-- Start Given information --

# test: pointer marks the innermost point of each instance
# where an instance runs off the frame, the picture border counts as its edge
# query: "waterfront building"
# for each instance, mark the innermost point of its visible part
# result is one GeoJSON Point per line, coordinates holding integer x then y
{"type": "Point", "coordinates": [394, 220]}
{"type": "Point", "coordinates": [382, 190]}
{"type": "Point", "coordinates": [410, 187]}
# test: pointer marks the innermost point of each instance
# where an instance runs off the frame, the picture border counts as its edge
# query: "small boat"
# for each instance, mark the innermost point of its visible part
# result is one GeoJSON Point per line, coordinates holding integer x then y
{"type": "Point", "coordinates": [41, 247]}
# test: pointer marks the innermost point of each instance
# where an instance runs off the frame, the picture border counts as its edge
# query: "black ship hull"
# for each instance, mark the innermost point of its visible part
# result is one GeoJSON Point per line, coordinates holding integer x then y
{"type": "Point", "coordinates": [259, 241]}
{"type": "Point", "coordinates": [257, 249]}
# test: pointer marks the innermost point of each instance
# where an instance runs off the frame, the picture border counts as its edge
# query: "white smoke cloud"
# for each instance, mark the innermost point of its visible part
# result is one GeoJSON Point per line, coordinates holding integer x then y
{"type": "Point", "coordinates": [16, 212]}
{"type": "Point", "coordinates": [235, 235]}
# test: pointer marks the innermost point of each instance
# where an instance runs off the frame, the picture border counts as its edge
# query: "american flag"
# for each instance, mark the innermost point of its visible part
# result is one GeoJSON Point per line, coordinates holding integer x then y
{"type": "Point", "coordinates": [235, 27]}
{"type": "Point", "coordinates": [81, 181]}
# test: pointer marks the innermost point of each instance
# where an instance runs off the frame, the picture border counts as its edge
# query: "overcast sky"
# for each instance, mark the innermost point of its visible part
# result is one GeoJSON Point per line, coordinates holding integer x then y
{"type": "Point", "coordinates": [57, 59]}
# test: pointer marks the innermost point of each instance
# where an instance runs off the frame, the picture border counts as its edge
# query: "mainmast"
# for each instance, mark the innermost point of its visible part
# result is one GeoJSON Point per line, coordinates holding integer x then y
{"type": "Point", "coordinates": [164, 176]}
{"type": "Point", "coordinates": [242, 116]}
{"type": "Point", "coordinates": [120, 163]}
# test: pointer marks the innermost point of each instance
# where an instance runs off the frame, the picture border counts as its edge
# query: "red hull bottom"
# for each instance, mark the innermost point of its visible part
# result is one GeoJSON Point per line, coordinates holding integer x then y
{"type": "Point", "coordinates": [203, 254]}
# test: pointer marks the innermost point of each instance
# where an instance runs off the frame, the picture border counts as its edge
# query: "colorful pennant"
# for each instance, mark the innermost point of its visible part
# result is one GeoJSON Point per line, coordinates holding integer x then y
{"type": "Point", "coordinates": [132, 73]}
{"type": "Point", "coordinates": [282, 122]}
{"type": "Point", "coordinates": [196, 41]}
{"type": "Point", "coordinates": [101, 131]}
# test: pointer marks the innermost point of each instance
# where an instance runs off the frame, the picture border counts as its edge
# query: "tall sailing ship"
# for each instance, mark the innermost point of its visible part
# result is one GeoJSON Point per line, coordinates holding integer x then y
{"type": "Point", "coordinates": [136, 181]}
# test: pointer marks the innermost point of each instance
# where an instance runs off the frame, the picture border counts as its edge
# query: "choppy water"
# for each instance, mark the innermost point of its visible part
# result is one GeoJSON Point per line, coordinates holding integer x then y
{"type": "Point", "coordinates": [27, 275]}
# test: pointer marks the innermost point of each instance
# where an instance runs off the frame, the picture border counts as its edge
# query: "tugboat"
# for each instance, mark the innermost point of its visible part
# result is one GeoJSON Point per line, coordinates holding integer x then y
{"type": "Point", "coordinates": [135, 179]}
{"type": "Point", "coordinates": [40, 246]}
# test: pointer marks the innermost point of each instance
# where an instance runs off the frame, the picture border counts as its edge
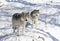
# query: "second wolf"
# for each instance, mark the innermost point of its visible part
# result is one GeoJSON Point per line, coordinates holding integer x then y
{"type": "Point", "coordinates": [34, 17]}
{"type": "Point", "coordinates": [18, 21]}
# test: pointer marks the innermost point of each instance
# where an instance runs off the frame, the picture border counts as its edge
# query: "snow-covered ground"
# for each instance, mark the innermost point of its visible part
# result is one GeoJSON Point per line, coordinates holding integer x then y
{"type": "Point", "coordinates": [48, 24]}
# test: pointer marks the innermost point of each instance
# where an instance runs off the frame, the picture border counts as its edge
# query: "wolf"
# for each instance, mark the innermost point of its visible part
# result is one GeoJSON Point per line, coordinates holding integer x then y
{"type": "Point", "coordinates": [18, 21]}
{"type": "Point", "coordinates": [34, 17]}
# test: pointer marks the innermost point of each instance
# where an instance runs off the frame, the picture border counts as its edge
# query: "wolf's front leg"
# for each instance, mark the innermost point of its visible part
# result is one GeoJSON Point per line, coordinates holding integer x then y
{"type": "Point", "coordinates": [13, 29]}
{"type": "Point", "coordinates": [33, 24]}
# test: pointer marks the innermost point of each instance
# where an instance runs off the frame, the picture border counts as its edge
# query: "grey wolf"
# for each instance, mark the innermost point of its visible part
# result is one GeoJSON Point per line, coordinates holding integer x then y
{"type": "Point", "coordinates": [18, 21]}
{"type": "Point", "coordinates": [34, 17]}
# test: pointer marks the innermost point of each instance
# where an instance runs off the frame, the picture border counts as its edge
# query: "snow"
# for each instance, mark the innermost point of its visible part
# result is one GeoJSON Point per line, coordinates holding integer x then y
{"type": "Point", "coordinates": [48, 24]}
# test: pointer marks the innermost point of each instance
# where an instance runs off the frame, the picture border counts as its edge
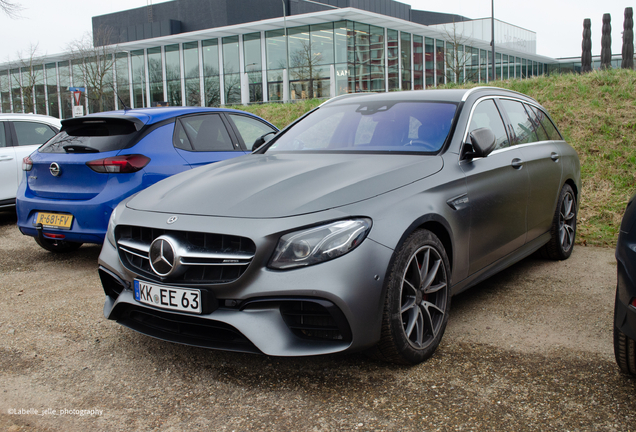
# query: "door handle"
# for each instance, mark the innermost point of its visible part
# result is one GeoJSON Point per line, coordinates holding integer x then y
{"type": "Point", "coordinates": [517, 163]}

-- End Given information --
-- Start Given information --

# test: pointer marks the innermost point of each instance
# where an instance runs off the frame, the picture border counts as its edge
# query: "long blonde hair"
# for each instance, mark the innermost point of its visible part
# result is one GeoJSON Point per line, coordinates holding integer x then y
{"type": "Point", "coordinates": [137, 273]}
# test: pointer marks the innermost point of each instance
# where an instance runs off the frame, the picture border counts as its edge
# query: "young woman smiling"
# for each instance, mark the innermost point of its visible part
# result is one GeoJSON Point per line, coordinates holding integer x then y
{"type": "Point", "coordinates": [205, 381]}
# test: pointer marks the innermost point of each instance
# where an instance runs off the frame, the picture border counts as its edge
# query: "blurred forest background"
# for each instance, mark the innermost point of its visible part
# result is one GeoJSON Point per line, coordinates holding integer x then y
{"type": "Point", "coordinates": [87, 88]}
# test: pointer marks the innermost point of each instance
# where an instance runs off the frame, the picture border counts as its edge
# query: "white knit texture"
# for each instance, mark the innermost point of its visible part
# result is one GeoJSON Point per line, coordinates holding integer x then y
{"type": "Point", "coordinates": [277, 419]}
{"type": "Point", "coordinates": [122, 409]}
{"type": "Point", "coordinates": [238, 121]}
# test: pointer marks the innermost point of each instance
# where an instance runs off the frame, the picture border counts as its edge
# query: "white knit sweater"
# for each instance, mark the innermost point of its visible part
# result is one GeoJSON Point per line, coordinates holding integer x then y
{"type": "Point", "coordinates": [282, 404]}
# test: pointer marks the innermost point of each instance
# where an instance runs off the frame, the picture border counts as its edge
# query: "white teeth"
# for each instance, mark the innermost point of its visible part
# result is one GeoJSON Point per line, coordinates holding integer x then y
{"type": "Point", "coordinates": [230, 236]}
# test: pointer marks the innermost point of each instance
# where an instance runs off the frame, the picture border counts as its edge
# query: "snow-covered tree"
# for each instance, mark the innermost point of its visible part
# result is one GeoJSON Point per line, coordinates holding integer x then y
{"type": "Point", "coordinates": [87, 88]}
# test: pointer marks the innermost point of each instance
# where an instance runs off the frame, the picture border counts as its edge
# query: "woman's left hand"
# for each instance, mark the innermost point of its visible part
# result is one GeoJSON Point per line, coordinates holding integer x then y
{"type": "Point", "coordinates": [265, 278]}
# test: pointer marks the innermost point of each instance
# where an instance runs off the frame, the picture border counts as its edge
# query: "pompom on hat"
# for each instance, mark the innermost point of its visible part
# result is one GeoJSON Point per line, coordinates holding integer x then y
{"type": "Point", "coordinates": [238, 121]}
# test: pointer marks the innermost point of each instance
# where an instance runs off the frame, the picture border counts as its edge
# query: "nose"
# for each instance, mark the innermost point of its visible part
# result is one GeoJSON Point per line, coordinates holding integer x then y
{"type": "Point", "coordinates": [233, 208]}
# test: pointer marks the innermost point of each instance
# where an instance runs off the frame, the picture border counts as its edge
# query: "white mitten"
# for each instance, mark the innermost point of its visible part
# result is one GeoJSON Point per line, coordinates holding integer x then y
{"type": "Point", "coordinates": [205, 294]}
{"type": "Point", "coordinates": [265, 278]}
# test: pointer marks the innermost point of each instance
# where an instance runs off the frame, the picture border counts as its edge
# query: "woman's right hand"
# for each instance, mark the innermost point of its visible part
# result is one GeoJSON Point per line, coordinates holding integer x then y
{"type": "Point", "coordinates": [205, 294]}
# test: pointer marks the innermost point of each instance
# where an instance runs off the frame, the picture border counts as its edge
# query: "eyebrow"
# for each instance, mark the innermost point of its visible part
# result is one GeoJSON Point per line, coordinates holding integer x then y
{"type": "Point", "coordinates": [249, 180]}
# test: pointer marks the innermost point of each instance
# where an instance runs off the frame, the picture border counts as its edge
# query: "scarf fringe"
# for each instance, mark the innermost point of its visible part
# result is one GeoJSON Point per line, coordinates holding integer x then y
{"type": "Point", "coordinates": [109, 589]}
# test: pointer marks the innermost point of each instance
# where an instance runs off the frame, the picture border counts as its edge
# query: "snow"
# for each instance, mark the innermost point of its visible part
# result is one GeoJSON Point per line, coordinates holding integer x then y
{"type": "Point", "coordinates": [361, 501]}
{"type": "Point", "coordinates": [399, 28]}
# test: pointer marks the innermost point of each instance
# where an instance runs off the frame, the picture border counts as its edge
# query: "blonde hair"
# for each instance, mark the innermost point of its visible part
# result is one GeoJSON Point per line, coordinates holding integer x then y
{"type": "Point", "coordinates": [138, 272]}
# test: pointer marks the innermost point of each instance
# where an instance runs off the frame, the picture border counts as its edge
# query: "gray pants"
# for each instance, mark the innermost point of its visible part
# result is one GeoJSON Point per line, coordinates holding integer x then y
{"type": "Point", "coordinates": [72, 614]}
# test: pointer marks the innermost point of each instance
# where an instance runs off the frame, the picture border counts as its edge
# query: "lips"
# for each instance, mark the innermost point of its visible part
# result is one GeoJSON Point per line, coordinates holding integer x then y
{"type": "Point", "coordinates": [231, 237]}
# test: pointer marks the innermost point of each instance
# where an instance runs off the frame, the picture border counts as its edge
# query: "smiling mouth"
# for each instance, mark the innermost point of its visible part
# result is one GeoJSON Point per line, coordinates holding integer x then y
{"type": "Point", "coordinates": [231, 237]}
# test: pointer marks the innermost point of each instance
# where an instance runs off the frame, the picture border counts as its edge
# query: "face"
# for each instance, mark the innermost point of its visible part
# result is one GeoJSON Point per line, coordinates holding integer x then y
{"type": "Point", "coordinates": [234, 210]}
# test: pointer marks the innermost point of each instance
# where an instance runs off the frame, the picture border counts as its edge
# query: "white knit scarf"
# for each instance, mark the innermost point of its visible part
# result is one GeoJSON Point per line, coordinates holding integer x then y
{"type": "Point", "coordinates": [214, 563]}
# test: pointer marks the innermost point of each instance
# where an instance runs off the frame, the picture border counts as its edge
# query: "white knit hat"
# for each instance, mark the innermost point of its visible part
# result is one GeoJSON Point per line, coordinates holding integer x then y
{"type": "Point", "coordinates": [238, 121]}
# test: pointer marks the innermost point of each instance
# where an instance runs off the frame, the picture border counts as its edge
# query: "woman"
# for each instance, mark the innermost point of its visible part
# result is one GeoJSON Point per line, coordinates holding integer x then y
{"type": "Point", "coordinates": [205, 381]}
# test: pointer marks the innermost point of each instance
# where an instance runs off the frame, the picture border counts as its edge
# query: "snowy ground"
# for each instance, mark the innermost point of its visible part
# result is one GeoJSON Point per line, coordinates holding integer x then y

-- End Given information --

• **Stated exercise**: Gather every line of the material that contains the string "hull" and list them.

• **Exercise solution**:
# query: "black ship hull"
# query: "red hull bottom"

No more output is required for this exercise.